Records contained in a dataset:
- - -

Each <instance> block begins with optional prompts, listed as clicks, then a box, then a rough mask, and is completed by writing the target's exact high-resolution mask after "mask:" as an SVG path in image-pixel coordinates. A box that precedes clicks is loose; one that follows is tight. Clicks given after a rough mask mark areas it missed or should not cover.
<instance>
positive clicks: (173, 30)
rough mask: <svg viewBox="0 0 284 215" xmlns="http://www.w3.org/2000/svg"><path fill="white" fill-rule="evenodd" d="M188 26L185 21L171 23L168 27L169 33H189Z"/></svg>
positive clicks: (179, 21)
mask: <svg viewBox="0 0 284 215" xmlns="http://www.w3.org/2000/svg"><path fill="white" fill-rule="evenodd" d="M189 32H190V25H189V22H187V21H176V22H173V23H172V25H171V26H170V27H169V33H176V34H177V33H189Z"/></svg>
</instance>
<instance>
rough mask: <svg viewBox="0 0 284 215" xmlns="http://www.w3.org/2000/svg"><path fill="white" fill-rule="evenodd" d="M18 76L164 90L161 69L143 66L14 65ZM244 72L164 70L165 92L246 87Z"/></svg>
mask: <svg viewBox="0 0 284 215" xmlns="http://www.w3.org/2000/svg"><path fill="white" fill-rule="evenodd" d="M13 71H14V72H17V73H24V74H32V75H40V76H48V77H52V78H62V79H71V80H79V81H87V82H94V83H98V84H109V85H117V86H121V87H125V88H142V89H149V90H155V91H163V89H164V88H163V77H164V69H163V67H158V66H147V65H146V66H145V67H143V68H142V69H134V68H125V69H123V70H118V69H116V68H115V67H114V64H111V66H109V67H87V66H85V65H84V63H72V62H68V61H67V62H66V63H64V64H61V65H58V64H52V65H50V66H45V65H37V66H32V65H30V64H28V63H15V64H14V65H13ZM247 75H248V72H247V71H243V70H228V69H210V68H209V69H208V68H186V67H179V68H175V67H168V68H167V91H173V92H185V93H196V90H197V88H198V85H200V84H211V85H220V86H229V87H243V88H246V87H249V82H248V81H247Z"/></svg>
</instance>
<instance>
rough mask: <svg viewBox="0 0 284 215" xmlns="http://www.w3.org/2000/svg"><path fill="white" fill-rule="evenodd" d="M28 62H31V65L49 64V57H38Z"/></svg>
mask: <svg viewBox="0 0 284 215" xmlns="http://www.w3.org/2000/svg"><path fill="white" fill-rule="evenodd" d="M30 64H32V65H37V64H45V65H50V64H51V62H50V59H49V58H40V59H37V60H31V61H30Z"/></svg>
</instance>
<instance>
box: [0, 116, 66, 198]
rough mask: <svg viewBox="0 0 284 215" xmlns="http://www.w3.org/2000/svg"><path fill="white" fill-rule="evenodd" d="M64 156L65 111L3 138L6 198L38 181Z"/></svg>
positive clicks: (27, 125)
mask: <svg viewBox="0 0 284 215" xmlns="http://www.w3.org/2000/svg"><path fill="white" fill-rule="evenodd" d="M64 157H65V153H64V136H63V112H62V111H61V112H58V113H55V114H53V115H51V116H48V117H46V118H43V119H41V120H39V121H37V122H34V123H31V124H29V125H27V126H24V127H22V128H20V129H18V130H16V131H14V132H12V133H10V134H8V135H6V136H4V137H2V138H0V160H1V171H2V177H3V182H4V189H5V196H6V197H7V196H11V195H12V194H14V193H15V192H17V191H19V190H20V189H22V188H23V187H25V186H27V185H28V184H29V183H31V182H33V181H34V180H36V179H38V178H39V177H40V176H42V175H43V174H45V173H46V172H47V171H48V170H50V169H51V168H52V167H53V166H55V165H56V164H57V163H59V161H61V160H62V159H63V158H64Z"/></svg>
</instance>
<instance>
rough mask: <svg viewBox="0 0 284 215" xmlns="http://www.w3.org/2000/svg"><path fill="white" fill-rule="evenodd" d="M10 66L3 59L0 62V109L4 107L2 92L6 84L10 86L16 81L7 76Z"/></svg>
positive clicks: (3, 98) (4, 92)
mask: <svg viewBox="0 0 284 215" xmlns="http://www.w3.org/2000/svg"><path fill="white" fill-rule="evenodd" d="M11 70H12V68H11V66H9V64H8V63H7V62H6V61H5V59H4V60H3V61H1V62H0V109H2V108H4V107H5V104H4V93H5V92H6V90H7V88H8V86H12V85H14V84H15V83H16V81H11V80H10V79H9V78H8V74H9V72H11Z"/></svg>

- - -

Each record above, in full: retype it verbatim.

Each <instance> block begins with optional prompts, listed as clicks, then a box, then a rough mask, and is completed by writing the target's exact high-resolution mask after "mask:" as an SVG path in image-pixel coordinates. A box that precedes clicks is loose; one that follows is tight. Clicks given after a rough mask mark areas it missed or should not cover.
<instance>
positive clicks: (173, 30)
rough mask: <svg viewBox="0 0 284 215" xmlns="http://www.w3.org/2000/svg"><path fill="white" fill-rule="evenodd" d="M188 26L185 21L171 23L168 27L169 33H189Z"/></svg>
positive clicks: (179, 21)
mask: <svg viewBox="0 0 284 215" xmlns="http://www.w3.org/2000/svg"><path fill="white" fill-rule="evenodd" d="M189 32H190V25H189V22H187V21H176V22H173V23H172V25H171V26H170V27H169V33H176V34H177V33H189Z"/></svg>
</instance>
<instance>
rough mask: <svg viewBox="0 0 284 215" xmlns="http://www.w3.org/2000/svg"><path fill="white" fill-rule="evenodd" d="M18 76L164 90L161 69L143 66L14 65ZM244 72L164 70L165 92L246 87Z"/></svg>
mask: <svg viewBox="0 0 284 215" xmlns="http://www.w3.org/2000/svg"><path fill="white" fill-rule="evenodd" d="M13 71H14V72H17V73H24V74H32V75H40V76H48V77H52V78H62V79H71V80H79V81H87V82H94V83H98V84H109V85H117V86H121V87H125V88H142V89H149V90H155V91H163V89H164V88H163V77H164V69H163V67H158V66H147V65H146V66H145V67H143V68H142V69H134V68H125V69H123V70H118V69H116V68H115V67H114V64H111V66H109V67H87V66H85V65H84V63H72V62H68V61H67V62H66V63H64V64H61V65H58V64H52V65H50V66H45V65H37V66H32V65H30V64H28V63H15V64H14V65H13ZM247 75H248V72H247V71H243V70H228V69H210V68H209V69H208V68H186V67H179V68H175V67H168V68H167V91H173V92H185V93H196V90H197V88H198V85H200V84H211V85H220V86H229V87H243V88H246V87H249V82H248V81H247Z"/></svg>
</instance>
<instance>
rough mask: <svg viewBox="0 0 284 215" xmlns="http://www.w3.org/2000/svg"><path fill="white" fill-rule="evenodd" d="M28 62H31V65L49 64V57H38Z"/></svg>
mask: <svg viewBox="0 0 284 215" xmlns="http://www.w3.org/2000/svg"><path fill="white" fill-rule="evenodd" d="M30 64H32V65H37V64H45V65H50V64H51V62H50V59H49V58H40V59H37V60H31V61H30Z"/></svg>
</instance>
<instance>
box: [0, 116, 66, 198]
rough mask: <svg viewBox="0 0 284 215" xmlns="http://www.w3.org/2000/svg"><path fill="white" fill-rule="evenodd" d="M64 156L65 111L3 138L6 198L38 181Z"/></svg>
positive clicks: (27, 125)
mask: <svg viewBox="0 0 284 215" xmlns="http://www.w3.org/2000/svg"><path fill="white" fill-rule="evenodd" d="M64 157H65V153H64V136H63V112H62V111H61V112H58V113H55V114H53V115H51V116H48V117H46V118H43V119H41V120H39V121H37V122H34V123H31V124H29V125H27V126H24V127H22V128H20V129H18V130H16V131H14V132H12V133H10V134H8V135H6V136H4V137H2V138H0V160H1V171H2V177H3V182H4V189H5V196H6V197H7V196H11V195H12V194H14V193H15V192H17V191H19V190H20V189H22V188H23V187H25V186H27V185H28V184H29V183H31V182H33V181H34V180H36V179H38V178H39V177H40V176H42V175H43V174H45V173H46V172H47V171H48V170H50V169H51V168H52V167H53V166H55V165H56V164H57V163H59V161H61V160H62V159H63V158H64Z"/></svg>
</instance>
<instance>
rough mask: <svg viewBox="0 0 284 215" xmlns="http://www.w3.org/2000/svg"><path fill="white" fill-rule="evenodd" d="M10 66L3 59L0 62V109L4 107L2 92L6 84L10 86L16 81L7 76Z"/></svg>
positive clicks: (3, 98) (4, 92)
mask: <svg viewBox="0 0 284 215" xmlns="http://www.w3.org/2000/svg"><path fill="white" fill-rule="evenodd" d="M11 70H12V68H11V66H9V64H8V63H7V62H6V61H5V59H4V60H3V61H1V62H0V109H2V108H4V107H5V104H4V93H5V92H6V90H7V88H8V86H12V85H14V84H15V83H16V81H11V80H10V79H9V78H8V74H9V72H11Z"/></svg>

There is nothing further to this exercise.